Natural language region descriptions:

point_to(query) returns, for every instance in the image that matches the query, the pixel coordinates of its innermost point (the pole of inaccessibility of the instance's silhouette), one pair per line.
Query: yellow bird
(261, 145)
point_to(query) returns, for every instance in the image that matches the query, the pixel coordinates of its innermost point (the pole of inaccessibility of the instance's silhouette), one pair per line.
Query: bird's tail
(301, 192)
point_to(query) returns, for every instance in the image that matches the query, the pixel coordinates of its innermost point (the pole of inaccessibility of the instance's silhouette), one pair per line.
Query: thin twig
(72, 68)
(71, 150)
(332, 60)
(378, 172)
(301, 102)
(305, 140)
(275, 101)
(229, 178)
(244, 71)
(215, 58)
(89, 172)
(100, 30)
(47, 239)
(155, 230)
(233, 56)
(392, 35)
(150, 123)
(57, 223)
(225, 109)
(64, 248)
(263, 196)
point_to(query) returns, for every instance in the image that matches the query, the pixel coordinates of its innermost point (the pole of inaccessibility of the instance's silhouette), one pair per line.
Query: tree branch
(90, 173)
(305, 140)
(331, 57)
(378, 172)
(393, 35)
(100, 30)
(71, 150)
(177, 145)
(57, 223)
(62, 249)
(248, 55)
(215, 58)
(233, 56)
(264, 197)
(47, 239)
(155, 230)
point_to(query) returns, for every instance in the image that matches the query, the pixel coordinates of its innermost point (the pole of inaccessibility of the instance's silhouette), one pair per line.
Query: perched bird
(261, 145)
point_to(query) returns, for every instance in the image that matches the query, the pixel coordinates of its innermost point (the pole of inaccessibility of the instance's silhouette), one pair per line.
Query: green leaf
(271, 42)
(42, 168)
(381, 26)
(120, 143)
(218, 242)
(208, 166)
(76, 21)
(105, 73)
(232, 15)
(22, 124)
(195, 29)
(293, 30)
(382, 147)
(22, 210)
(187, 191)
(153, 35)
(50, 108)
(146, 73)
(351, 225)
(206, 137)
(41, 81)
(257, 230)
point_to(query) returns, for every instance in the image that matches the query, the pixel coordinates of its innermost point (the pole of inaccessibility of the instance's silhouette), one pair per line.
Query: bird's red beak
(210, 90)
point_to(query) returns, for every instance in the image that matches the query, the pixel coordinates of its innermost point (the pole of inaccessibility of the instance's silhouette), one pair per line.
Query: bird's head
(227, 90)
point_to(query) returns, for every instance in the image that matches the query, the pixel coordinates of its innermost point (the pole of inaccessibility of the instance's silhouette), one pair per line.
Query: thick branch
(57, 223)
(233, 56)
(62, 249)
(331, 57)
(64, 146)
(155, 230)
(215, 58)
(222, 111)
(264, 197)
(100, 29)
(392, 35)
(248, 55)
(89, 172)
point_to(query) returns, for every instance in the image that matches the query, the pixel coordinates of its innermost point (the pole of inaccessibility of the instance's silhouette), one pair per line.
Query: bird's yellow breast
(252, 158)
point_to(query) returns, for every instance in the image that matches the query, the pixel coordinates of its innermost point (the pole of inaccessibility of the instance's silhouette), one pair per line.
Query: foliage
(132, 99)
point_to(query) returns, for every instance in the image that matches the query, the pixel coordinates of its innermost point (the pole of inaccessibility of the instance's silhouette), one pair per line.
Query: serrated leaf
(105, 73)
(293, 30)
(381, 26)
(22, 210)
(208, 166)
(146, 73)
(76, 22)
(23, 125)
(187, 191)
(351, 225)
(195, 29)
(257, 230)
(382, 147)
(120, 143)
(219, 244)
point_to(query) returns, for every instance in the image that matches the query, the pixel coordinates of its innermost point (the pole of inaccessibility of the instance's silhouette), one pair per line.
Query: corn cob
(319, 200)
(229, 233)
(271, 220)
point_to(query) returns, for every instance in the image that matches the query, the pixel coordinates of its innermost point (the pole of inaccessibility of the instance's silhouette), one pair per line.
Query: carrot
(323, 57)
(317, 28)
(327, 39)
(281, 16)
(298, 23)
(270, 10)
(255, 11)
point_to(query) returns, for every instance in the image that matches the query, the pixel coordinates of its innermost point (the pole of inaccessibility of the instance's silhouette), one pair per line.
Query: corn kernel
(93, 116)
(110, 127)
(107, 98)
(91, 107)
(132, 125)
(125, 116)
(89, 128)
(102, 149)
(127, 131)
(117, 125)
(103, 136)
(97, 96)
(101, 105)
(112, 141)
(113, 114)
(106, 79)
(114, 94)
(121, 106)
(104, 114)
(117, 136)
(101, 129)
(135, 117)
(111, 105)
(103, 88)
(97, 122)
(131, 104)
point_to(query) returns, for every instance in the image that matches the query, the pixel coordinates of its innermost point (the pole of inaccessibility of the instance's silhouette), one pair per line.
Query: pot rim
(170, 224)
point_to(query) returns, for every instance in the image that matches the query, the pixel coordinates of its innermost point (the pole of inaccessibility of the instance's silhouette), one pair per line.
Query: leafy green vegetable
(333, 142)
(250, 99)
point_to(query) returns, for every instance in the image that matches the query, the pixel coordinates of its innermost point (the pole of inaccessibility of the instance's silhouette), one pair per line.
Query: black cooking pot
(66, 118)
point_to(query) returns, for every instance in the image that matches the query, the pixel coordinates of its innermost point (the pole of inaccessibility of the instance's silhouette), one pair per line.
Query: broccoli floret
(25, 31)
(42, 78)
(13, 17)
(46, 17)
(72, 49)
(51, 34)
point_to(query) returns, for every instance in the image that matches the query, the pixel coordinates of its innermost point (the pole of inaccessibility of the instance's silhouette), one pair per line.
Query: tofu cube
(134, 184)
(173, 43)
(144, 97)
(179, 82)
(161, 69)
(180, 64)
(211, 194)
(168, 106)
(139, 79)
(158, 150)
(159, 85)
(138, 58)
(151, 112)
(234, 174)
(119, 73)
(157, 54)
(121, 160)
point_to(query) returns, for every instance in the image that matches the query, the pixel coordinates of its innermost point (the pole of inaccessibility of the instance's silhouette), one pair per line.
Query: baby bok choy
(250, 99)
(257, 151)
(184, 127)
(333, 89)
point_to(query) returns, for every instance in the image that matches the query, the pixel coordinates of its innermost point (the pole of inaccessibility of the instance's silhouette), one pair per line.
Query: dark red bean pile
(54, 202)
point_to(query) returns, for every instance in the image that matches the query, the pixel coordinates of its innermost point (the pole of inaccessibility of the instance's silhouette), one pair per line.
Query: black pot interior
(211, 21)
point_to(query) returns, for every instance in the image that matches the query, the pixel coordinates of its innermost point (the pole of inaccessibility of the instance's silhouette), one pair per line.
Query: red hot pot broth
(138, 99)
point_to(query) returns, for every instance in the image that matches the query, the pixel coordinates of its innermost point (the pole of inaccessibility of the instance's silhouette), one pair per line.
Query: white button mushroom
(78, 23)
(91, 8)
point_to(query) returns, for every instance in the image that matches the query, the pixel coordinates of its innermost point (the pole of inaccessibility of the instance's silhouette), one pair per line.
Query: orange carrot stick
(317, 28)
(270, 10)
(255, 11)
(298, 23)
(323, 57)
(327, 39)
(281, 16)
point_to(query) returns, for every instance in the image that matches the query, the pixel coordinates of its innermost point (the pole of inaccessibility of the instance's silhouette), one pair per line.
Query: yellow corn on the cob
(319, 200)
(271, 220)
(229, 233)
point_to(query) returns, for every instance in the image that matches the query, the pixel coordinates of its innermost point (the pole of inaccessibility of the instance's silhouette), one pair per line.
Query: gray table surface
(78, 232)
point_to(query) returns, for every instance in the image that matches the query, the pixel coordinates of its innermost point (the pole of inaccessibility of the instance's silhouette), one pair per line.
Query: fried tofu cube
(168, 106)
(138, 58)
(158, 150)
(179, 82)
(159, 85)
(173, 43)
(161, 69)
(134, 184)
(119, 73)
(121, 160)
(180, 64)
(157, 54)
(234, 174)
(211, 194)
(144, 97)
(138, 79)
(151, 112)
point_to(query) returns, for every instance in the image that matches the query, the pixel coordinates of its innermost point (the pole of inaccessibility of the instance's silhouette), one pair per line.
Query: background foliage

» **Problem requirements**
Exactly and exclusively, repeat the lines from the line that contains "Query: yellow corn on the cob" through the end of the records, both ends included.

» **Answer box**
Query: yellow corn on the cob
(319, 200)
(271, 220)
(229, 233)
point_to(query) returns, for every instance in the image that matches the query, the pixel coordinates of its innermost point (the pole of inaccessibility of the instance's silhouette), one pair per line.
Query: gray table surface
(78, 232)
point_to(query) returns, for every instance in the image that matches the query, the pixel coordinates of its innermost point (the pole of inaccessibility of the instance's silhouette), one pair per line.
Query: fried tofu cube
(168, 106)
(138, 58)
(158, 150)
(179, 82)
(159, 85)
(173, 43)
(161, 69)
(134, 184)
(119, 73)
(121, 160)
(180, 64)
(157, 54)
(234, 174)
(211, 194)
(144, 97)
(138, 79)
(151, 112)
point_to(query) returns, for every instance in the image that matches the query, the pixel coordinates of its innermost point (the pole of inaccessibility of the instance's silhouette), one pair per line.
Query: background foliage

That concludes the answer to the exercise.